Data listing
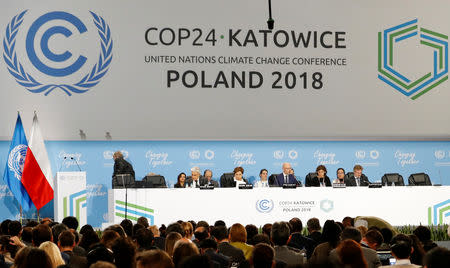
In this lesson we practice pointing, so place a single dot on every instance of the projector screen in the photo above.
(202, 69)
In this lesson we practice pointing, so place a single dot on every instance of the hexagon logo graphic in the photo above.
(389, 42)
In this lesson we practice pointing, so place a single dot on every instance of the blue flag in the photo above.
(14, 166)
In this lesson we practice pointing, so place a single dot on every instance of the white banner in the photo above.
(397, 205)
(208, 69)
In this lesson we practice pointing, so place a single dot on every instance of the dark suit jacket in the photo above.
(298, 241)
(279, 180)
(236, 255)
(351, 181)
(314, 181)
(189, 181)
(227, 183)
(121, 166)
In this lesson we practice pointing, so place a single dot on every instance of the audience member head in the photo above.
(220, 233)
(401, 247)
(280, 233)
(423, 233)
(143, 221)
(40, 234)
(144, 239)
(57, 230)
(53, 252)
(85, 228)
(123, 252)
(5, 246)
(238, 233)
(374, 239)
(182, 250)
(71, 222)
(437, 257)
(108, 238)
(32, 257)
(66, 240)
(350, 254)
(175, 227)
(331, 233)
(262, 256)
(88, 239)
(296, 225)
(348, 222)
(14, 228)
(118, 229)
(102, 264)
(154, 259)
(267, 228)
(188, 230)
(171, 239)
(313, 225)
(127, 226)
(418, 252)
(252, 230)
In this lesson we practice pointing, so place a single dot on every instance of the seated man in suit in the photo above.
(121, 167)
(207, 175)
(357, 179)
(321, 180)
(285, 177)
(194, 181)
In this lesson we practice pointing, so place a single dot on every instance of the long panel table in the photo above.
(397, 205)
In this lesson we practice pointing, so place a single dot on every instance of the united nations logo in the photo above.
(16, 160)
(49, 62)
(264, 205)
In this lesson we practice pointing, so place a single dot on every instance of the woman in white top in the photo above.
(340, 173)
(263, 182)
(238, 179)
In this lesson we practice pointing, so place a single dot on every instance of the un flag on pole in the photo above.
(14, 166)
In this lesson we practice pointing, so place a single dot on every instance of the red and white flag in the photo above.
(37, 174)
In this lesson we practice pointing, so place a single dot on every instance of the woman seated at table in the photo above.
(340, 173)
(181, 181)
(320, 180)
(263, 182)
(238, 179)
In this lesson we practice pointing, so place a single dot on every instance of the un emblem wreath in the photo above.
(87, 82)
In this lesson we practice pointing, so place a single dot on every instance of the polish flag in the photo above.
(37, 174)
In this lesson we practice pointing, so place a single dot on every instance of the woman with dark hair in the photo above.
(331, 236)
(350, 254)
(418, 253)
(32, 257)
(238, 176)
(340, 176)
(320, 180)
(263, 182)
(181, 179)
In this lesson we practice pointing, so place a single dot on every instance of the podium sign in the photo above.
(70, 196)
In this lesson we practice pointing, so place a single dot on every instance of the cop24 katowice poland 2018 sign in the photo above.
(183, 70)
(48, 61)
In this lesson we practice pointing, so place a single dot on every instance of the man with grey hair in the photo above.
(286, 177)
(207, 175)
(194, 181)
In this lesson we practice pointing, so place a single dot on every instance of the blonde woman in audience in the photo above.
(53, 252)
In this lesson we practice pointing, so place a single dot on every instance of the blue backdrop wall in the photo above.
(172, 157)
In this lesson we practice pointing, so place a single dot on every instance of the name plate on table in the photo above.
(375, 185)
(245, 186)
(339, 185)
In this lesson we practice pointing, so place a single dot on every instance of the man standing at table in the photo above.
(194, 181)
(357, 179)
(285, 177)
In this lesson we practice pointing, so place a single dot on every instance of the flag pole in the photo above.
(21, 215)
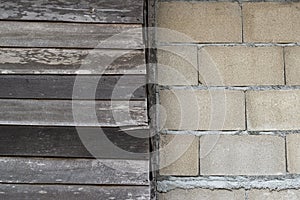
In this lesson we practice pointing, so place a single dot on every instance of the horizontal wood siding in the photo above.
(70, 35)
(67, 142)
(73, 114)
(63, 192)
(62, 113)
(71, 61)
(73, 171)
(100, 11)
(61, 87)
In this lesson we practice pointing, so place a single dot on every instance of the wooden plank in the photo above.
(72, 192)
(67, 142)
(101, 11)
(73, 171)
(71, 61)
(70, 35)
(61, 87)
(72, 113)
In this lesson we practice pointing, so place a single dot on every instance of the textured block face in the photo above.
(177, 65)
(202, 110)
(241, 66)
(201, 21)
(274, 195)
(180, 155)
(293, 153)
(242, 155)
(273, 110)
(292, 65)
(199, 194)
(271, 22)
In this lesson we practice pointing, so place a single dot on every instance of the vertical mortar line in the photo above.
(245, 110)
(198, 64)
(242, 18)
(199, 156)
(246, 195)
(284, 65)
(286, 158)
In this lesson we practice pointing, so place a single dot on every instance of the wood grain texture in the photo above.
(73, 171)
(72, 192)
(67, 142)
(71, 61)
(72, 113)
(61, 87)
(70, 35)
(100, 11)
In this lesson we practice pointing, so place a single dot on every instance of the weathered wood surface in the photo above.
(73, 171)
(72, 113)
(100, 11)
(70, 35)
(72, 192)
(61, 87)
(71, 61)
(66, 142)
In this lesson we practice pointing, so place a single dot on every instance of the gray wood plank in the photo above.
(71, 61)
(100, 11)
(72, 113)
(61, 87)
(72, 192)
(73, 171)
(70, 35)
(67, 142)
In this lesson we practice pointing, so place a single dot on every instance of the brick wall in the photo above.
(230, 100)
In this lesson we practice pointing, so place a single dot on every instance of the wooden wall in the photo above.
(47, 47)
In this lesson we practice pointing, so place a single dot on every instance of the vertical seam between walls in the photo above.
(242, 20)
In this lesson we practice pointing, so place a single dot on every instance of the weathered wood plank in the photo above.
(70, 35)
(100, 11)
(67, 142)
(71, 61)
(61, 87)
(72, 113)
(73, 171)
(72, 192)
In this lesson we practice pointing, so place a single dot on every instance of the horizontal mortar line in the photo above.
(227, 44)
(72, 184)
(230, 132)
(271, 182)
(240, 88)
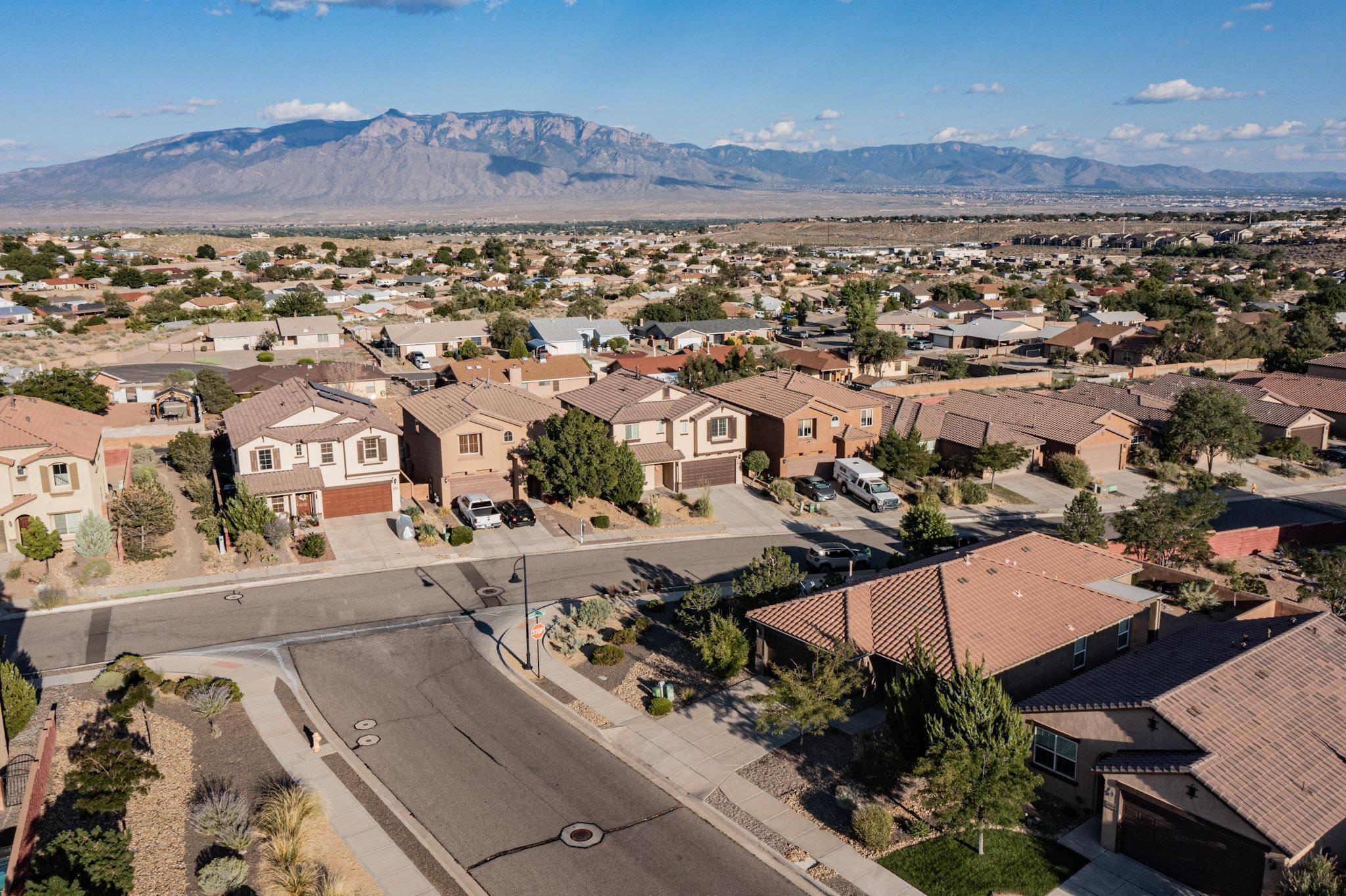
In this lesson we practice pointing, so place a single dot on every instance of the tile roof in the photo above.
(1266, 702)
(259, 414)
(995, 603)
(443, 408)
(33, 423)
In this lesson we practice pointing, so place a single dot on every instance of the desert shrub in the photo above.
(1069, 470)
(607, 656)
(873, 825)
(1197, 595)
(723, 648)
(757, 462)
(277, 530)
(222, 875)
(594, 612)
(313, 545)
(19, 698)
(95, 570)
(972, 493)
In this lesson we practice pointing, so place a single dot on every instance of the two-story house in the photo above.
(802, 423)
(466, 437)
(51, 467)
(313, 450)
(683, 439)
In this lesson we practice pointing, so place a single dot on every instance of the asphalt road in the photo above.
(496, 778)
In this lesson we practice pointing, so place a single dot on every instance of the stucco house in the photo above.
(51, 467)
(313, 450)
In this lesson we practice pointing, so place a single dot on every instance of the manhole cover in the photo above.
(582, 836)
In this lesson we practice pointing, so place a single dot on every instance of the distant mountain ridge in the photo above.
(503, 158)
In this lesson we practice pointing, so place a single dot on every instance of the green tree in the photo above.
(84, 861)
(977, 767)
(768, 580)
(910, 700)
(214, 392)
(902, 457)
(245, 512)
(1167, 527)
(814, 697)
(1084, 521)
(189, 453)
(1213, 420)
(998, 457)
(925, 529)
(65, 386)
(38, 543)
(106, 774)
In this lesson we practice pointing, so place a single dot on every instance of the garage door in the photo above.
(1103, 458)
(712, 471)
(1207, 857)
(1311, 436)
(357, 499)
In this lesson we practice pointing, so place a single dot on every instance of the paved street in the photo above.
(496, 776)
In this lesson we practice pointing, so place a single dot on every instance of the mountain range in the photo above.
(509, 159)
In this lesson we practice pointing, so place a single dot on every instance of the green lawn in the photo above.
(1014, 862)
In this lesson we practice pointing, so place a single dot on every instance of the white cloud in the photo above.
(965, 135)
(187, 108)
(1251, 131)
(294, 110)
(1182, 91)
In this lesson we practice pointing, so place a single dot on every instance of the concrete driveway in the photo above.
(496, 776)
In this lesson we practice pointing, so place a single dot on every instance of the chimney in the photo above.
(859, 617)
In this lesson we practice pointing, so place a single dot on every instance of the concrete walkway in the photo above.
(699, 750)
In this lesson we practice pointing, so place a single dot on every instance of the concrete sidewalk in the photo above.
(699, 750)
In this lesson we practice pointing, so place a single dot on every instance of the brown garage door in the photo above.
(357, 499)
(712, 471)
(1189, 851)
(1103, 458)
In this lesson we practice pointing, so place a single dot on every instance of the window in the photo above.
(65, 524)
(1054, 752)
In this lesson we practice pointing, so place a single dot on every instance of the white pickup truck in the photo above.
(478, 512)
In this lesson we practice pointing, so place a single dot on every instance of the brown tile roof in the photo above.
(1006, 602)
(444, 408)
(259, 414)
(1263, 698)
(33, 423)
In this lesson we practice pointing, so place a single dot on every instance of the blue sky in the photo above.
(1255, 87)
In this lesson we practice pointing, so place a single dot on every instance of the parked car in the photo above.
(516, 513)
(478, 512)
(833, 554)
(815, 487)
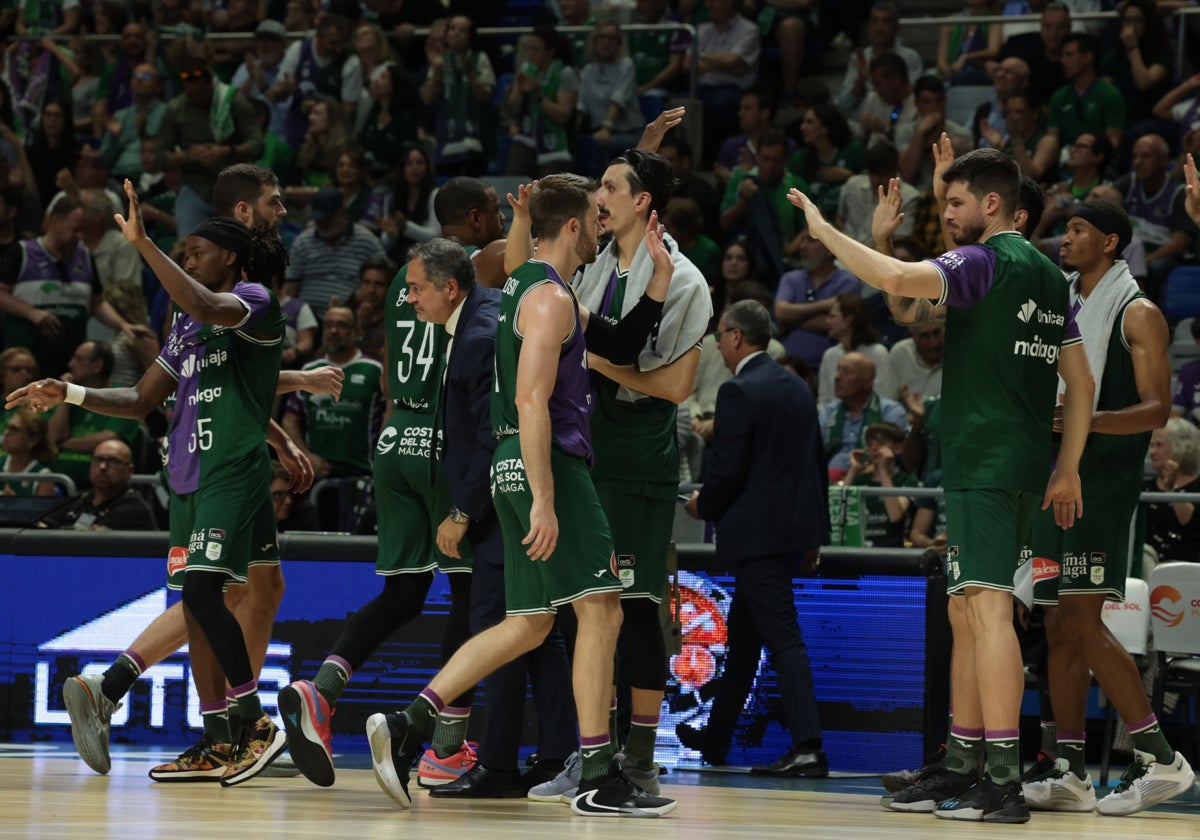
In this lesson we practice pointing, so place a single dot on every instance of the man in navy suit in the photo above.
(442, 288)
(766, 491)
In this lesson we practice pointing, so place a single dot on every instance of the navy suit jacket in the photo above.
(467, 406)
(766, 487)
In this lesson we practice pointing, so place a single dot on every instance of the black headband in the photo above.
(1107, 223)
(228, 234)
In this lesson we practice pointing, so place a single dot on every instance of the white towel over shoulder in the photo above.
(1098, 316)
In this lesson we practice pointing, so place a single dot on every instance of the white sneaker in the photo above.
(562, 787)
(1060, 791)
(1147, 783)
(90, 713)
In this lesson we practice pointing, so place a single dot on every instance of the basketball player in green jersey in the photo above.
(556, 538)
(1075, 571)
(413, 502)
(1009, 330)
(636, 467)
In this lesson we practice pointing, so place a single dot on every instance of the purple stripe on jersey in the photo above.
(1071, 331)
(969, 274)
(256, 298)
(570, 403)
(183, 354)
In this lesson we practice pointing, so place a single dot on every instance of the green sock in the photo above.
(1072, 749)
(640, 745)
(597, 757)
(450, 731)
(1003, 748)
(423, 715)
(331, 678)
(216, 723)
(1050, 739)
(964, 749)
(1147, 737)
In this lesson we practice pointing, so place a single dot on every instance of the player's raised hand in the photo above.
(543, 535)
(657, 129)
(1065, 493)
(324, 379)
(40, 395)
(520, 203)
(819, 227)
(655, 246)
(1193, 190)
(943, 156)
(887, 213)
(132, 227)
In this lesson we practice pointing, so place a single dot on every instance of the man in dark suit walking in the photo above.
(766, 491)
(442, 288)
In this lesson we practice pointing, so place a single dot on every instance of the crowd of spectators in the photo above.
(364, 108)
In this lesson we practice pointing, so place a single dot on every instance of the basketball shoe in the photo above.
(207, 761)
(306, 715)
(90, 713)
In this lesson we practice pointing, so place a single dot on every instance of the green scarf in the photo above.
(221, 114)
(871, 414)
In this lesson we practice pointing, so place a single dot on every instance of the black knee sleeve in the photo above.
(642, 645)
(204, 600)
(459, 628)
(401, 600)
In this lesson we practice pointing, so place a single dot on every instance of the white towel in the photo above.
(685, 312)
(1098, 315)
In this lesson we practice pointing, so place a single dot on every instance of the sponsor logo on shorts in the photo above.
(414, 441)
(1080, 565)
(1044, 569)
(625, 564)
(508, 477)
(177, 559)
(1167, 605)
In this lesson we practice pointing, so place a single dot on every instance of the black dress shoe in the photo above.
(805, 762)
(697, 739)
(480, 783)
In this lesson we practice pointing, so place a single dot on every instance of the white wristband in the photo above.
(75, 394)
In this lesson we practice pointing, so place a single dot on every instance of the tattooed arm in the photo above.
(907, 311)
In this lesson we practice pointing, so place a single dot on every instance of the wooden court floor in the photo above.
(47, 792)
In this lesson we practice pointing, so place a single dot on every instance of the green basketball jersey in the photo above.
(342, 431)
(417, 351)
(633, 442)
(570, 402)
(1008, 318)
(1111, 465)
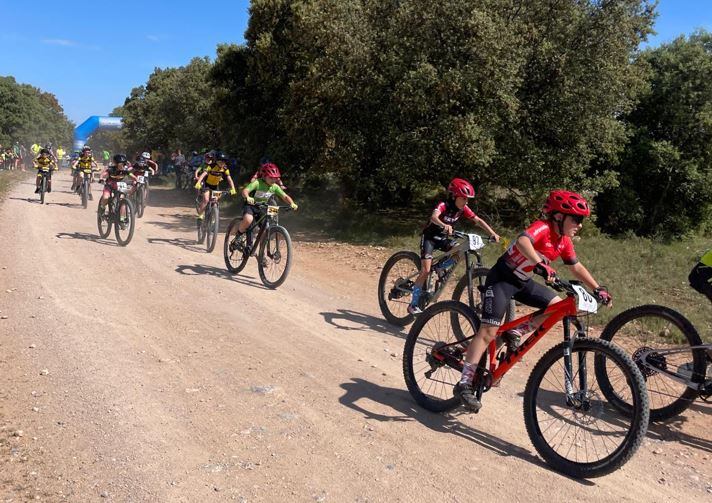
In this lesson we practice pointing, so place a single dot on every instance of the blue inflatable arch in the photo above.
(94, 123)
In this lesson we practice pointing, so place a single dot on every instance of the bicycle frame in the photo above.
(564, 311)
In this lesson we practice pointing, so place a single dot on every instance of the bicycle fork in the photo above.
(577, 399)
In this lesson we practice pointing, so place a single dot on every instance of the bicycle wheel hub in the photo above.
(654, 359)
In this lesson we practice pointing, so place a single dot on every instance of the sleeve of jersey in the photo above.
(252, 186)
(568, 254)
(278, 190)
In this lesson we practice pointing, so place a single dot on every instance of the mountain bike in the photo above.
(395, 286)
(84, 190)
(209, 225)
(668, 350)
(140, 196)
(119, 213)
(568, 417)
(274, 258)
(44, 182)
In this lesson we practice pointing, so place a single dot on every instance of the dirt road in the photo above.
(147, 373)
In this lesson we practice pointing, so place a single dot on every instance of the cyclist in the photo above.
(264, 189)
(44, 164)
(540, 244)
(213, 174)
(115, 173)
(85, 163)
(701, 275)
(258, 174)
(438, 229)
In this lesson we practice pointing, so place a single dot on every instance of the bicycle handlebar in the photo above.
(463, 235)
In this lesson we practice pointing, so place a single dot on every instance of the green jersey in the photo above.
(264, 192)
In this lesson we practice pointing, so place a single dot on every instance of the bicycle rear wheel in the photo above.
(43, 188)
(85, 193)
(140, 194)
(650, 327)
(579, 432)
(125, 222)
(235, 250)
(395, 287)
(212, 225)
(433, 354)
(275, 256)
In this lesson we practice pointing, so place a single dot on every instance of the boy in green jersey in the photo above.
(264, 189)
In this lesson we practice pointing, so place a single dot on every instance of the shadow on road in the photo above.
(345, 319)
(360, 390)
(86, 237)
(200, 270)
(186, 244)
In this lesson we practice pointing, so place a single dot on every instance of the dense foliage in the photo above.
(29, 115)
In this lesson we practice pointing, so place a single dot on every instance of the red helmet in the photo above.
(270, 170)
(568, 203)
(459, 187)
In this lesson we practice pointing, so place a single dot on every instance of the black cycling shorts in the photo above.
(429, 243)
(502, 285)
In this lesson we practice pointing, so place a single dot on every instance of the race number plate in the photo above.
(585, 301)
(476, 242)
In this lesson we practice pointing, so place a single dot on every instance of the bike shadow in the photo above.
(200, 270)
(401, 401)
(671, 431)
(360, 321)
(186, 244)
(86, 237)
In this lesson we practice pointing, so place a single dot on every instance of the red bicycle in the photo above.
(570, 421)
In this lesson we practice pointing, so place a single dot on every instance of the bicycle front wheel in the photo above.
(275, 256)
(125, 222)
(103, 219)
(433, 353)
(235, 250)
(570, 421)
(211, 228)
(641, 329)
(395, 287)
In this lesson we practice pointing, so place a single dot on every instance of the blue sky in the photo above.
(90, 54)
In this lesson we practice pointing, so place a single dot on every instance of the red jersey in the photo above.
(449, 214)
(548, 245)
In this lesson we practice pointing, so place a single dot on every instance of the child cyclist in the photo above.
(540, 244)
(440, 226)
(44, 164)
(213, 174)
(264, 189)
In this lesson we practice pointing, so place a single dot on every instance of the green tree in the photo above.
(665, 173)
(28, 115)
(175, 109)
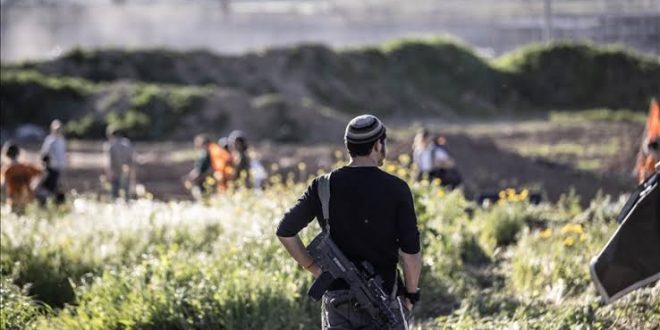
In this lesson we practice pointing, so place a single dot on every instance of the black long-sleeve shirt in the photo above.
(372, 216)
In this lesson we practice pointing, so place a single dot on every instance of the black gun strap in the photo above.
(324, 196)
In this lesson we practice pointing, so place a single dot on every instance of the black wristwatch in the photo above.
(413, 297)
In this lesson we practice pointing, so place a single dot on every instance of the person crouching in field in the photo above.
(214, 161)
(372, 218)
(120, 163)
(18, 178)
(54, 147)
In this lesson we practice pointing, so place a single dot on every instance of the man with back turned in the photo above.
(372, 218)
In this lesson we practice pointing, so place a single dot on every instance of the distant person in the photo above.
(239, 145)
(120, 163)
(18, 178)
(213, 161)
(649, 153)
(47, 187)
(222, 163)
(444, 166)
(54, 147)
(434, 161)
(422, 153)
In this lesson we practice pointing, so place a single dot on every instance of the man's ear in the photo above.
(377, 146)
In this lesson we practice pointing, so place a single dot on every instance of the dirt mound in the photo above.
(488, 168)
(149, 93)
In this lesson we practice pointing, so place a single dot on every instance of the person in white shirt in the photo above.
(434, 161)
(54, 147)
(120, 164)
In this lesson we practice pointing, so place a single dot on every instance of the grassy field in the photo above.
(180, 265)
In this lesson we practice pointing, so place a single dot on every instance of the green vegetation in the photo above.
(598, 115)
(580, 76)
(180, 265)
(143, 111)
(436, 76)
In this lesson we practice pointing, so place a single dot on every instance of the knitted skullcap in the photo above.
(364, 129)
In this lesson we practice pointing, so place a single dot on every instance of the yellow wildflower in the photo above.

### WHAT IS REQUIRED
The lines to reproduce run from the line containing "person in the photo above." to the end of the listing; write them out exactly and add nothing.

### SOLUTION TO THIS EXERCISE
In this lesson we practice pointing, so place a single dot on every instance of the distant person in the photo above.
(239, 145)
(120, 163)
(18, 178)
(213, 161)
(649, 153)
(47, 187)
(222, 163)
(444, 166)
(54, 147)
(434, 161)
(422, 153)
In this lesson we practice pointing, so place a single dot on every instance of the man's ear in the photo above.
(377, 146)
In this lesson we practice pointing, so place a single dot on every instance of the dirt mound in the photo above.
(488, 168)
(149, 93)
In this lesson we practice pointing, so place a single dot on every instance of the person in white shirt in the photo above.
(434, 161)
(54, 147)
(120, 164)
In this lesson we practice pointing, so place a single dot on every instance of the grassy field in the photo above.
(180, 265)
In this lesson we practice pointing, so place a single dot on every instance of the green vegetation in the photo above.
(598, 115)
(580, 76)
(180, 265)
(143, 111)
(436, 76)
In this lesson we practice pointing, so place a single dot on every instance of the knitted skullcap in the photo above.
(364, 129)
In this lesson we practice pointing, so place a single dot on every instance of the yellow wildflower in the photo above.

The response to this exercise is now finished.